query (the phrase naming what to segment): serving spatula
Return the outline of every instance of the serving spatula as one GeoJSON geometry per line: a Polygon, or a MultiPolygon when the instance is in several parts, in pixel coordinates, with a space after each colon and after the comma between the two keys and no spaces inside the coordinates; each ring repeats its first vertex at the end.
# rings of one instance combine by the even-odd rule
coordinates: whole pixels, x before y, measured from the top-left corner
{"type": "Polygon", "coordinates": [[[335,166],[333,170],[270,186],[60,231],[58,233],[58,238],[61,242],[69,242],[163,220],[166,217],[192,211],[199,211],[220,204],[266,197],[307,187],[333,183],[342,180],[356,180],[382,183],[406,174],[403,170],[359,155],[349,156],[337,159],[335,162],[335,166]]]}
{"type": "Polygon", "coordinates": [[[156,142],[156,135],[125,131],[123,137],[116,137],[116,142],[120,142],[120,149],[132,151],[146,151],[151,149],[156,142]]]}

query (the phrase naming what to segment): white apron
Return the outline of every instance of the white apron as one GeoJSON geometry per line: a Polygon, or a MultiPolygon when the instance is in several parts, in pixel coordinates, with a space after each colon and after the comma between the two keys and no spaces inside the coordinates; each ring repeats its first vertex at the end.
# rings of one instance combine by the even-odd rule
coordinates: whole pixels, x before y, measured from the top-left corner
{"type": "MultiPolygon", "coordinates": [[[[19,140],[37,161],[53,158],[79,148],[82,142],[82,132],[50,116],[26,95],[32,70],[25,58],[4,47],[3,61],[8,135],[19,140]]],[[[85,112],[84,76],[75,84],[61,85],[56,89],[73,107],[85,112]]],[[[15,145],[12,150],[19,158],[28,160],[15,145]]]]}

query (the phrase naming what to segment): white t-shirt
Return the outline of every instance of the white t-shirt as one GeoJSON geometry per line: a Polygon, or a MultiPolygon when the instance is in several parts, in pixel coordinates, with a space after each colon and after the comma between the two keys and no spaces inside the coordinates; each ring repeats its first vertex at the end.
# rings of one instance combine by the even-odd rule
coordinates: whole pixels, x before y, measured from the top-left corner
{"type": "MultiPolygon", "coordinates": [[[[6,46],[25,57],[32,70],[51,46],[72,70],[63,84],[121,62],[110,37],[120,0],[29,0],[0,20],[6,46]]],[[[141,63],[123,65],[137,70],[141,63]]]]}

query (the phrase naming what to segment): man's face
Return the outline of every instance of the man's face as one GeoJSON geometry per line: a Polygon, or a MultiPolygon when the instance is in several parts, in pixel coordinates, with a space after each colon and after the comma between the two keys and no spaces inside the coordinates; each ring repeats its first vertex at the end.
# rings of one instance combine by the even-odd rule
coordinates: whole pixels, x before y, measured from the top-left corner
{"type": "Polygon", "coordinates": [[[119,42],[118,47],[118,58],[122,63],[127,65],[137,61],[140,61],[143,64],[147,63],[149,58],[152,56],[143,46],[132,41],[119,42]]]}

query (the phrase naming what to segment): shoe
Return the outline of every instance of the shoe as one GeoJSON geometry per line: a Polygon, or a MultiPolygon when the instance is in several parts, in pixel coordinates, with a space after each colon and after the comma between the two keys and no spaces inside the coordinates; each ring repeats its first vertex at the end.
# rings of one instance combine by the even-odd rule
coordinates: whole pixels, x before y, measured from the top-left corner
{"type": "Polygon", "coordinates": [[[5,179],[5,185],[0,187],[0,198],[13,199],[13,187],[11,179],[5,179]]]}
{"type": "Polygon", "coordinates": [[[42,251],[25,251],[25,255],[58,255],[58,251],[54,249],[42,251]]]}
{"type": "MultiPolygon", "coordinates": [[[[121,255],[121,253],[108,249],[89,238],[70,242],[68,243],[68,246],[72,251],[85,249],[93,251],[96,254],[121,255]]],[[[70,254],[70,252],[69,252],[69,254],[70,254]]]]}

EXERCISE PROMPT:
Retype every line of the records above without changing a single character, and keep the original order and line breaks.

CORRECT RESPONSE:
query (the phrase naming what to segment): serving spatula
Return the outline of every instance of the serving spatula as one GeoJSON geometry per line: a Polygon, or a MultiPolygon when the instance is in several parts, in pixel coordinates, with a space after each colon and after the comma between the two keys and no spaces inside the coordinates; each ring repeats its first vertex at the end.
# rings of one instance combine by the even-odd rule
coordinates: whole pixels, x before y, measured from the top-left corner
{"type": "Polygon", "coordinates": [[[335,166],[333,170],[270,186],[60,231],[58,233],[58,238],[61,242],[69,242],[163,220],[166,217],[192,211],[199,211],[220,204],[266,197],[307,187],[333,183],[342,180],[356,180],[382,183],[406,174],[403,170],[359,155],[349,156],[337,159],[335,162],[335,166]]]}
{"type": "Polygon", "coordinates": [[[156,142],[156,135],[125,131],[123,137],[116,137],[116,142],[120,142],[120,149],[132,151],[146,151],[151,149],[156,142]]]}

query (the phrase naming what to segment): white apron
Return the outline of every instance of the white apron as one GeoJSON geometry per line: a Polygon, or a MultiPolygon when the instance is in several parts, in pixel coordinates, with a space after each colon and after the comma between the two keys and no spaces inside the coordinates; each ring repeats its first vertex at the end.
# rings of one instance combine by the even-odd rule
coordinates: whole pixels, x before y, measured from the top-left corner
{"type": "MultiPolygon", "coordinates": [[[[19,140],[37,161],[53,158],[79,148],[82,142],[82,132],[50,116],[26,95],[32,70],[25,58],[4,47],[3,61],[8,135],[19,140]]],[[[85,112],[84,76],[75,84],[61,85],[56,89],[73,107],[85,112]]],[[[15,145],[12,150],[19,158],[28,160],[15,145]]]]}

query (the phrase naming what to segment): white t-shirt
Return the outline of every instance of the white t-shirt as one GeoJSON geometry per line: a Polygon, or a MultiPolygon when the instance is in several parts, in pixel coordinates, with a space after each colon and after the comma between the two keys and no spaces inside the coordinates; each ring repeats its first vertex at the end.
# rings of one instance combine by the even-odd rule
coordinates: whole pixels, x before y, measured from the top-left corner
{"type": "MultiPolygon", "coordinates": [[[[6,46],[25,57],[32,70],[51,46],[72,70],[63,84],[121,62],[110,37],[120,0],[29,0],[0,20],[6,46]]],[[[141,63],[123,65],[137,70],[141,63]]]]}

query (the phrase naming what to segment): man's face
Return the outline of every instance of the man's face as one GeoJSON geometry per line: a Polygon, or a MultiPolygon when the instance is in several parts, in pixel coordinates, with a space after each colon and after the comma between the two keys and no spaces inside the coordinates; each ring repeats its first vertex at the end.
# rings of one instance combine by the even-odd rule
coordinates: whole pixels, x before y, measured from the top-left corner
{"type": "Polygon", "coordinates": [[[119,42],[118,47],[118,58],[122,63],[127,65],[137,61],[140,61],[143,64],[147,63],[149,58],[152,56],[143,46],[132,41],[119,42]]]}

query (the phrase naming what to segment): shoe
Return the outline of every instance of the shoe as one GeoJSON geometry per line: a Polygon, or a MultiPolygon when the instance is in several parts, in pixel coordinates, with a space after each colon and after the comma between the two keys and no spaces inside the coordinates; each ring repeats its first vertex at the end.
# rings of one instance combine by the even-odd rule
coordinates: whole pixels, x before y, measured from the top-left corner
{"type": "Polygon", "coordinates": [[[5,179],[5,185],[0,187],[0,198],[13,199],[13,187],[11,179],[5,179]]]}
{"type": "Polygon", "coordinates": [[[42,251],[25,251],[25,255],[58,255],[58,251],[54,249],[42,251]]]}
{"type": "MultiPolygon", "coordinates": [[[[121,255],[121,253],[108,249],[89,238],[70,242],[68,243],[68,246],[72,251],[85,249],[93,251],[96,254],[121,255]]],[[[70,254],[70,252],[69,252],[69,254],[70,254]]]]}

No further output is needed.